(Natural language region descriptions)
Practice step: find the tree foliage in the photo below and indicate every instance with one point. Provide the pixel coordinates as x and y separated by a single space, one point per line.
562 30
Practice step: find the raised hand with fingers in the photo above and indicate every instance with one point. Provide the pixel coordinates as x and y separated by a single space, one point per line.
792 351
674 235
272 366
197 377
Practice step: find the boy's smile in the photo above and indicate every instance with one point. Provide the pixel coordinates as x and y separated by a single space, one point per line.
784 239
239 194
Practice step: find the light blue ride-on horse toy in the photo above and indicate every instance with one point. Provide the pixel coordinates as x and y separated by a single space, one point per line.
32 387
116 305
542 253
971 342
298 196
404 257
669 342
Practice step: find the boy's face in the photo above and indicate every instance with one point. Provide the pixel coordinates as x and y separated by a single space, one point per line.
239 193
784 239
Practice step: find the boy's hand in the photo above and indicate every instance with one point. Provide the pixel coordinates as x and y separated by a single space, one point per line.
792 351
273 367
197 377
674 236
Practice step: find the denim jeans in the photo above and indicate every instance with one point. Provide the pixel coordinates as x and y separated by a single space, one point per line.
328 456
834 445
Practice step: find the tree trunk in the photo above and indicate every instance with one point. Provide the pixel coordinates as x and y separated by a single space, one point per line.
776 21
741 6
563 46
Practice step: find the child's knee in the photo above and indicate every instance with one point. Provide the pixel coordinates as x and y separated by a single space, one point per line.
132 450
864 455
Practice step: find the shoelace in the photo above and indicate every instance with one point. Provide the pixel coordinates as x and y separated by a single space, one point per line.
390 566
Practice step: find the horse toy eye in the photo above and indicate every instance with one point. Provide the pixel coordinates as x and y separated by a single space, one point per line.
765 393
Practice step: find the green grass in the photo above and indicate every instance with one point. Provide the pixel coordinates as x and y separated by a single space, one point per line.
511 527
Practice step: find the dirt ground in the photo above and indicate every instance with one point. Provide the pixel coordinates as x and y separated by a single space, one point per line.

▸ **What you need to do**: Look above for the line containing "Practice step: find the horse", then transcribe it and all lines after it through the last, exactly and with nothing else.

▸ **Solution to the exercise**:
Practice step: find the horse toy eye in the photo above and indicate every instance with one point. Provide the pixel coordinates as x and y separated by a single space, one point per line.
765 393
Practice step: find the green grass in the photo above and indicate every instance with one point. Provide the pixel coordinates as x and y separated by a single space, one point per line.
511 527
Practice step: find the dirt ground in the photo above and indicate every instance with one point. Provide the pixel coordinates as x and y separated by a single space, one point per line.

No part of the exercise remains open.